→ Set task
Rewrite everything from the line containing "Rules: pick out each instance of the blue and" down to the line containing "[[723, 653]]", requests included, and shift every coordinate in the answers by adding 142 to it.

Point labeling data from photos:
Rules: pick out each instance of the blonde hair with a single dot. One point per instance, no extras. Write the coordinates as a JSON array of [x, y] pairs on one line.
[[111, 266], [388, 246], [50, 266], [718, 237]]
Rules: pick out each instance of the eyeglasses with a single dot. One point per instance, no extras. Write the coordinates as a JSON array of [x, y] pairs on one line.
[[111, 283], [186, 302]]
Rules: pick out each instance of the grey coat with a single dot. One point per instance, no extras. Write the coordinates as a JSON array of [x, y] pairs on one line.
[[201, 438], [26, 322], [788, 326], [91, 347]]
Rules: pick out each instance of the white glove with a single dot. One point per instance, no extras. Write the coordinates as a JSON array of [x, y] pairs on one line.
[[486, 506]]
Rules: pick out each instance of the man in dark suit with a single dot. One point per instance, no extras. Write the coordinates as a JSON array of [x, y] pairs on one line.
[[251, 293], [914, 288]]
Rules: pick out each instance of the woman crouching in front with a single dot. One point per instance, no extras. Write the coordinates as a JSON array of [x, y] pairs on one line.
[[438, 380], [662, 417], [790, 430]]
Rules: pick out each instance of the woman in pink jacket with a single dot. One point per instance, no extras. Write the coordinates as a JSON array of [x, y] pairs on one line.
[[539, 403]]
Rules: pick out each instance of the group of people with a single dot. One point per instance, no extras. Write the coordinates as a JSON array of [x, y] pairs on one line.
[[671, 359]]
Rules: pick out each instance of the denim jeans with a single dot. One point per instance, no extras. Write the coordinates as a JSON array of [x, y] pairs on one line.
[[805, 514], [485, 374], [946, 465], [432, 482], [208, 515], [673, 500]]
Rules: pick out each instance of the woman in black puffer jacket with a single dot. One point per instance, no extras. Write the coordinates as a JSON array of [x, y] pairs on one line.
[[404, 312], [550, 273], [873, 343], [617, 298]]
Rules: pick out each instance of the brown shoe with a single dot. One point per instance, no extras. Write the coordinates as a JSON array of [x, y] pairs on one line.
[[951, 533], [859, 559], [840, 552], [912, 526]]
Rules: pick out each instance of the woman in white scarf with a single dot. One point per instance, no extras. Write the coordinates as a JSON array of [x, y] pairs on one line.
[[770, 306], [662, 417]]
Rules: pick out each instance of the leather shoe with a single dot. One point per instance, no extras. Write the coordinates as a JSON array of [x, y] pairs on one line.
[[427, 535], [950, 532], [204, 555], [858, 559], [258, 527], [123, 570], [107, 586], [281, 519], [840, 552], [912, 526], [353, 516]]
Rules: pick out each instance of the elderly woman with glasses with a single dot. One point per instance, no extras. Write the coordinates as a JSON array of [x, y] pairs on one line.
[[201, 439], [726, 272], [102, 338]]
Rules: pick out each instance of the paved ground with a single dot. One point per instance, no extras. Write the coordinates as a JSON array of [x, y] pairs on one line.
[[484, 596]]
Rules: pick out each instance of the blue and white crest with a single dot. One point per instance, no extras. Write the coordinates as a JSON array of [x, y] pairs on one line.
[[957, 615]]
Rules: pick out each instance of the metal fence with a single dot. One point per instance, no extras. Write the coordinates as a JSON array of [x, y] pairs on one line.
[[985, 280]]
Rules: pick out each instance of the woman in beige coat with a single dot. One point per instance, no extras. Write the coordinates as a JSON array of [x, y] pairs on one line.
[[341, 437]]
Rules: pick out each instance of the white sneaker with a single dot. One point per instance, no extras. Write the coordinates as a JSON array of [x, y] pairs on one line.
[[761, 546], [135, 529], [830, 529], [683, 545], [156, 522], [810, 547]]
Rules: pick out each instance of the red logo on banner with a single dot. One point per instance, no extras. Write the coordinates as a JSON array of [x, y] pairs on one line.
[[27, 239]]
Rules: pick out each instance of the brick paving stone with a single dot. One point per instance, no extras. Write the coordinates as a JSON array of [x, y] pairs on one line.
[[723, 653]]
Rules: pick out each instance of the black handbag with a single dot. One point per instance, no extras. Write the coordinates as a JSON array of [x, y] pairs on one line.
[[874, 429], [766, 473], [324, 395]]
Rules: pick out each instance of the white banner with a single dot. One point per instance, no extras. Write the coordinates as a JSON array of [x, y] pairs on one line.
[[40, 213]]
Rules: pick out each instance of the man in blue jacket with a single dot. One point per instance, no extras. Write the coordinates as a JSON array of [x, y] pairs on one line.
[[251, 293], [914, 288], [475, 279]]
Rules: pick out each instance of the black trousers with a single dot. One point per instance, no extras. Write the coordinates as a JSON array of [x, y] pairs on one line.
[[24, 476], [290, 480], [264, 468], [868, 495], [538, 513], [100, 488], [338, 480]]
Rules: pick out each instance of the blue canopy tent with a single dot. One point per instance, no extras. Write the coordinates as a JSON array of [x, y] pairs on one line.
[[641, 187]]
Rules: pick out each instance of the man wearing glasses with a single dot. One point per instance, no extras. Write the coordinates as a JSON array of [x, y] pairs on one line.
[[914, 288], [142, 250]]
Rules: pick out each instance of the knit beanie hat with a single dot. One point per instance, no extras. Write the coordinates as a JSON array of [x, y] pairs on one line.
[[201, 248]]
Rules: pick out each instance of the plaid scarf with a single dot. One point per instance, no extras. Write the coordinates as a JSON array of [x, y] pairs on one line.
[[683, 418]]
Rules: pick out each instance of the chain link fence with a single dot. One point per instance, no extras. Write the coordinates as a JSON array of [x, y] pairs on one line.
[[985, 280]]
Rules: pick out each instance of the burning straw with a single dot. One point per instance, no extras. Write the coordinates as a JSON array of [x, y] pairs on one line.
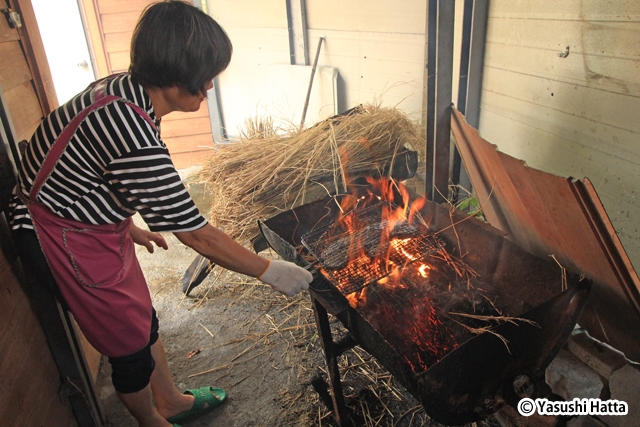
[[265, 174]]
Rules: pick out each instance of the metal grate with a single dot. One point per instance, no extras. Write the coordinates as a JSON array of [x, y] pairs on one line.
[[356, 251]]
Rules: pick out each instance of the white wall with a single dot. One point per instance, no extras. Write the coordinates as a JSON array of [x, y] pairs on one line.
[[576, 116], [376, 47]]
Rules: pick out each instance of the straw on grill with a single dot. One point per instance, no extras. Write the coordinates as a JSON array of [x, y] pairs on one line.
[[267, 173]]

→ Exercise solution
Rules: pick out each instance of the blue and white crest with a single dot. One point per instance, no extras. Write the coordinates as a JSON array of [x, y] pairs on one line.
[[1099, 757]]
Rules: pick out each instance of the metal fence with a single dot. One point per instance, no extras. Write the coordinates as a JSON array of [x, y] pairs on one line.
[[1127, 422]]
Rules: pick out each instance of the woman in beige coat with a single dot. One point per instance, no extras. Write the coordinates as a JSON array of [x, y] pairs on one line.
[[483, 579]]
Rules: pick out each instance of the white sneaker with a single dot. One point per instance, no extras. Write the coordinates as a JSON array of [x, y] pairs on one line.
[[903, 688], [277, 671], [972, 671], [825, 687], [298, 664], [952, 689]]
Rules: pick out each instance of the red logo on banner with a single dot. One point per instance, no extras. Write the coordinates as a JSON array of [x, y] pairs on one line.
[[169, 381]]
Rules: pick out each instance of the brick paving stone with a single dot. One point per instance, no extras. Write the coordinates as a JSON array of [x, y] pairs on one line.
[[865, 795]]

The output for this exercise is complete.